= YOUR TASK =
Where a picture appears, skip it and copy everything else in the listing exactly.
===============
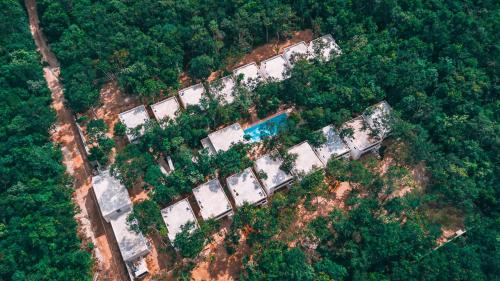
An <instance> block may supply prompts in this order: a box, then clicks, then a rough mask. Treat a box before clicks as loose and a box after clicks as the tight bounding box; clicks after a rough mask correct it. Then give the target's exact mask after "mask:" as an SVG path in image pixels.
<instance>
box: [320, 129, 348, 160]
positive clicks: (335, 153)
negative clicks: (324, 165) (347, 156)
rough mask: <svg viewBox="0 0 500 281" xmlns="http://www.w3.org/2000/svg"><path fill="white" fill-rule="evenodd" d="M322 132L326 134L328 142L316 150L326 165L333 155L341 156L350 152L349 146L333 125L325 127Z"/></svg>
===============
= ANSWER TO THIS TASK =
An <instance> block may supply prompts in this order: a box, then clicks, then a rough mask. Treat a box before clicks as loose and a box after clicks as the tight bounding box; clicks after a rough mask correct it. Then give the target's exact mask after "mask:" as an SVG path in image pixels.
<instance>
box: [320, 129, 348, 160]
positive clicks: (335, 153)
negative clicks: (324, 165) (347, 156)
rough mask: <svg viewBox="0 0 500 281" xmlns="http://www.w3.org/2000/svg"><path fill="white" fill-rule="evenodd" d="M322 132L326 134L328 142L316 150L326 165L333 155L341 156L350 152L349 146L333 125L325 127Z"/></svg>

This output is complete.